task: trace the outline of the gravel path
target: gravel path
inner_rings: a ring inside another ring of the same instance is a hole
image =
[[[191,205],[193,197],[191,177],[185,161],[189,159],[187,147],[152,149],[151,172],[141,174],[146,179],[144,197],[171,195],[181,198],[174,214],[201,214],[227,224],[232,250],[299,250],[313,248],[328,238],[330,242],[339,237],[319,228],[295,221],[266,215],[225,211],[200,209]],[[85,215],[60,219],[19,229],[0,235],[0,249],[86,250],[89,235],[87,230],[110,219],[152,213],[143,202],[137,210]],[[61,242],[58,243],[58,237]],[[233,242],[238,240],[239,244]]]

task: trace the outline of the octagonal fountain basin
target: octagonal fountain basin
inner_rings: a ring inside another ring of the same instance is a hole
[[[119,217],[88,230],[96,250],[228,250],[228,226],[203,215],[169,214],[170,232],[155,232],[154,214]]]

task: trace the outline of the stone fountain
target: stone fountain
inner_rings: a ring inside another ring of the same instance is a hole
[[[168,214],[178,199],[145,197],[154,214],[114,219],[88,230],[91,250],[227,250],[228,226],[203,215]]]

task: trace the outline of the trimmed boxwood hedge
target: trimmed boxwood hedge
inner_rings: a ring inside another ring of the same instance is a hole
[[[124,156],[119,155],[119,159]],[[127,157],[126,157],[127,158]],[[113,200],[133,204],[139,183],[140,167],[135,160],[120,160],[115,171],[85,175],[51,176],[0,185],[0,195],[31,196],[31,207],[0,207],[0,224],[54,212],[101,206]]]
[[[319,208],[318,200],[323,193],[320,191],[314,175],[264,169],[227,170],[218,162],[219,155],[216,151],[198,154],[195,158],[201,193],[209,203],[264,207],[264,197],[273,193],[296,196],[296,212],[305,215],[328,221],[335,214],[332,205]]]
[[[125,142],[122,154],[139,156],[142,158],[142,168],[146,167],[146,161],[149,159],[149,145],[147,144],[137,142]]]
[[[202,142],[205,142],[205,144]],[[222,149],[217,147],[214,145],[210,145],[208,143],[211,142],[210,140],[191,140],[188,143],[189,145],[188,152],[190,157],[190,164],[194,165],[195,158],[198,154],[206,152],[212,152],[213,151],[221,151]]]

Written task: Copy out all of the entries above line by line, without changing a single character.

Worked solution:
task: trace the outline of the gravel path
target: gravel path
inner_rings: a ring inside another ring of the same instance is a hole
image =
[[[191,205],[193,197],[191,177],[185,161],[189,159],[187,147],[152,149],[151,172],[141,174],[146,179],[144,197],[171,195],[181,198],[174,214],[201,214],[227,224],[232,250],[299,250],[313,248],[328,238],[330,242],[339,237],[319,228],[295,221],[266,215],[225,211],[200,209]],[[85,215],[60,219],[19,229],[0,235],[0,249],[86,250],[89,235],[87,230],[110,219],[152,213],[143,202],[137,210]],[[61,242],[58,243],[58,237]],[[233,242],[238,240],[239,244]]]

task: trace the outline of the octagonal fountain basin
target: octagonal fountain basin
inner_rings: a ring inside another ring of the same instance is a hole
[[[119,217],[88,230],[96,250],[228,250],[228,226],[203,215],[169,214],[170,232],[155,232],[154,214]]]

task: trace the outline of the stone fountain
target: stone fountain
inner_rings: a ring inside another ring of the same instance is a hole
[[[168,214],[178,199],[145,197],[154,214],[114,219],[88,230],[91,250],[227,250],[228,226],[203,215]]]

task: trace the outline of the trimmed boxwood hedge
target: trimmed boxwood hedge
inner_rings: a ring inside another ring of the same instance is a hole
[[[124,156],[119,155],[119,159]],[[127,157],[126,157],[127,158]],[[113,200],[133,204],[139,183],[140,167],[135,160],[120,160],[115,171],[85,175],[51,176],[0,185],[0,195],[31,196],[31,207],[0,207],[0,224],[54,212],[101,206]]]
[[[319,208],[318,200],[323,193],[320,191],[314,175],[264,169],[227,170],[218,162],[219,155],[216,151],[198,154],[195,158],[201,193],[209,203],[264,207],[264,197],[273,193],[296,196],[296,212],[305,215],[328,221],[335,214],[332,205]]]
[[[125,142],[122,154],[139,156],[142,158],[142,168],[146,167],[146,161],[149,159],[149,145],[147,144],[137,142]]]
[[[202,142],[205,142],[205,144]],[[222,149],[217,147],[214,145],[210,145],[208,143],[211,142],[210,140],[191,140],[188,143],[189,145],[188,152],[190,157],[190,164],[194,165],[195,158],[198,154],[206,152],[212,152],[213,151],[221,151]]]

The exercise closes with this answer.